_What the exercise asks_
All of the data should be repeated exactly; pictures are not part of the copy.

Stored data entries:
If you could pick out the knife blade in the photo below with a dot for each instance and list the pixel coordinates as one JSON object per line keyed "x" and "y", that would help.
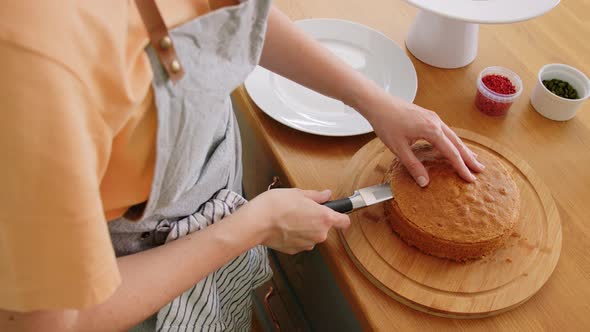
{"x": 362, "y": 198}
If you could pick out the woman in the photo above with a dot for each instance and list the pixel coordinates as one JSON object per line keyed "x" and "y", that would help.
{"x": 98, "y": 126}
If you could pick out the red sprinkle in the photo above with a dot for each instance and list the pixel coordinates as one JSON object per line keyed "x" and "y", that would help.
{"x": 499, "y": 84}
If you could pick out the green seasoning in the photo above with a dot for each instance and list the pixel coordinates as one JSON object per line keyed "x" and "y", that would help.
{"x": 561, "y": 88}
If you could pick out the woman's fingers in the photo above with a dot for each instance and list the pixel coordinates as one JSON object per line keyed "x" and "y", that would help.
{"x": 449, "y": 151}
{"x": 469, "y": 158}
{"x": 406, "y": 155}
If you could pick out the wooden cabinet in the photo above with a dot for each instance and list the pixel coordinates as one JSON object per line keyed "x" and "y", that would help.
{"x": 305, "y": 295}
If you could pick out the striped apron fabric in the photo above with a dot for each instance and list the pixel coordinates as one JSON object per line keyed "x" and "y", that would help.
{"x": 198, "y": 174}
{"x": 222, "y": 301}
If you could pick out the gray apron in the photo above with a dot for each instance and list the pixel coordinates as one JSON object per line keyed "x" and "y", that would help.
{"x": 198, "y": 176}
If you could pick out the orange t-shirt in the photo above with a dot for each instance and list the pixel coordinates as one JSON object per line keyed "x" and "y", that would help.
{"x": 77, "y": 140}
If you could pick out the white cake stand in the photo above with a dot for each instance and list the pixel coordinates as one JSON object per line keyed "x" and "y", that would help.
{"x": 445, "y": 33}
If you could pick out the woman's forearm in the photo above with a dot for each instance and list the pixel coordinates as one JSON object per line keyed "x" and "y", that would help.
{"x": 151, "y": 279}
{"x": 292, "y": 54}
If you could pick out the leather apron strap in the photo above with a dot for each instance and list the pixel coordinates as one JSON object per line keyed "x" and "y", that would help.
{"x": 160, "y": 38}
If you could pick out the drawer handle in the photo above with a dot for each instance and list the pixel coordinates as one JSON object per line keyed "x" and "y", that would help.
{"x": 273, "y": 317}
{"x": 276, "y": 183}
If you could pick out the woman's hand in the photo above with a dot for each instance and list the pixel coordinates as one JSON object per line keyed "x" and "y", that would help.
{"x": 294, "y": 219}
{"x": 400, "y": 124}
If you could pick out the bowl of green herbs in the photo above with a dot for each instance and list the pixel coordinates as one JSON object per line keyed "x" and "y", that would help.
{"x": 560, "y": 91}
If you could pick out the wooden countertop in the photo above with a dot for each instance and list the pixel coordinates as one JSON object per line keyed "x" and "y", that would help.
{"x": 558, "y": 152}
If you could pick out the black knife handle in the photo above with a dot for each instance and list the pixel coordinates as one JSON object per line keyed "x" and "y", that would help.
{"x": 343, "y": 205}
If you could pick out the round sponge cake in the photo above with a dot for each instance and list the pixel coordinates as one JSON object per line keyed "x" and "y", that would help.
{"x": 451, "y": 218}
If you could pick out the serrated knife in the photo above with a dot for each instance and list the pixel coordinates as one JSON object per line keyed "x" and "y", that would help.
{"x": 362, "y": 198}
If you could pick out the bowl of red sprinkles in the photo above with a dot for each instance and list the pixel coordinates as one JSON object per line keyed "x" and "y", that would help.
{"x": 497, "y": 89}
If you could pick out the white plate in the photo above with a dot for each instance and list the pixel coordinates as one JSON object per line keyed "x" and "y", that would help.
{"x": 367, "y": 50}
{"x": 487, "y": 11}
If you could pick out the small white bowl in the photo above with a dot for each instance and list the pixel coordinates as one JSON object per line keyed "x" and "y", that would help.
{"x": 553, "y": 106}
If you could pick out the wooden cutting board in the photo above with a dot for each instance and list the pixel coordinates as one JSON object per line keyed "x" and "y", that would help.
{"x": 479, "y": 288}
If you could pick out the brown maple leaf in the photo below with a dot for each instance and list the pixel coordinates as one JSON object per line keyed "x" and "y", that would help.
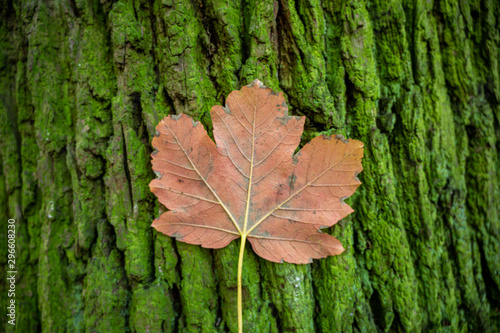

_Completed exercise_
If you could pick out the knife blade in the photo below with a dot for each instance and list the pixel coordinates as one JSON object per line keyed "x" and "y", that would help.
{"x": 362, "y": 198}
If you could pick out the woman in the photo above with a dot for each instance and list the pixel coordinates as one JSON object per line keyed "x" and "y", that would help.
{"x": 98, "y": 126}
If you could pick out the red sprinkle in the photo above with a dot for each instance and list the pixel coordinates as one JSON object per line keyed "x" and "y", that would help.
{"x": 499, "y": 84}
If you could pick out the green seasoning in the photo above with a dot for each instance and list the pixel coordinates as one JSON object per line keyed "x" and "y", that would help.
{"x": 561, "y": 88}
If you could pick out the woman's fingers in the photo above with a dot for each instance and list the pixel coordinates as one JSON object per line keyed "x" and "y", that would help.
{"x": 449, "y": 151}
{"x": 469, "y": 158}
{"x": 406, "y": 155}
If you could pick out the wooden cabinet in the photo above with a dot for each instance and list the pixel coordinates as one JSON object per line keyed "x" and "y", that would help.
{"x": 305, "y": 295}
If you could pick out the striped apron fabric in the photo above with a dot for each instance and list the pixel coordinates as one JSON object per line keyed "x" and "y", that would help.
{"x": 198, "y": 174}
{"x": 222, "y": 301}
If you could pick out the gray apron in the photo above with a dot for each instance and list the pixel coordinates as one JSON object per line keyed "x" and "y", that would help.
{"x": 198, "y": 176}
If you could pick out the orange t-shirt in the photo above with a dot for each instance and list the pixel coordinates as one JSON object per line keyed "x" and "y", that would help.
{"x": 77, "y": 140}
If you could pick out the white cake stand in the photo above with a dot for each instance and list the pixel coordinates as one JSON object per line keyed "x" and "y", that would help.
{"x": 445, "y": 33}
If you could pick out the woman's forearm in the photo above with a dot for each instance and list the pixel coordinates as one JSON object per line keyed "x" and "y", that would help.
{"x": 151, "y": 279}
{"x": 292, "y": 54}
If you could pick out the leather apron strap in the photo above with a dot for each instance and list the pixel coordinates as one JSON object per line keyed "x" and "y", that would help.
{"x": 160, "y": 38}
If you could pick out the drawer handle in the photo above with a dot for each instance and list the pixel coordinates as one JSON object per line keyed "x" and "y", that would help.
{"x": 273, "y": 317}
{"x": 276, "y": 183}
If you could pick out the woman's hand in the photo above with a dot for each instance and list the pixel coordinates as one JSON object per line keyed "x" and "y", that would help.
{"x": 294, "y": 219}
{"x": 400, "y": 124}
If you could pick out the bowl of green herbs in the photo above with a dot for each instance and list the pixel coordinates as one JSON object per line keyed "x" and "y", that would help.
{"x": 560, "y": 91}
If you could pick out the wooden countertop in the photo above with a dot for each instance and list the pixel coordinates as one JSON object per line keyed "x" and "y", that would help.
{"x": 558, "y": 152}
If you could pick out the black knife handle in the photo above with a dot for each instance and list the pixel coordinates as one JSON object per line keyed "x" and "y", that would help.
{"x": 343, "y": 205}
If you could pick out the round sponge cake in the photo above with a dot for each instance and list the pixel coordinates as one JSON object per line keyed "x" and "y", that would help.
{"x": 451, "y": 218}
If you could pick out the serrated knife in the photo above with a dot for each instance and list the pixel coordinates as one JSON object per line keyed "x" and "y", that would help.
{"x": 362, "y": 198}
If you could pick out the bowl of red sprinkles in the photo above with a dot for each instance and list the pixel coordinates as one JSON object per line keyed "x" and "y", that would help.
{"x": 497, "y": 89}
If you could pick out the white plate in the photo above with a dot for each instance and list the pixel coordinates as one JSON object per line keyed "x" and "y", that would help.
{"x": 367, "y": 50}
{"x": 487, "y": 11}
If you could pick out the small white bowl in the photo above with a dot for each instance and list the pixel coordinates as one JSON object per line keyed "x" and "y", that would help.
{"x": 553, "y": 106}
If you could pick out the wooden cutting board in the photo above with a dot for each instance and list the pixel coordinates as one JSON object per line keyed "x" and "y", that would help.
{"x": 479, "y": 288}
If you could pick out the brown maple leaf in the photo below with a dot for each instance and list the pixel coordinates as one JSON object per line keyed "x" and "y", that would help.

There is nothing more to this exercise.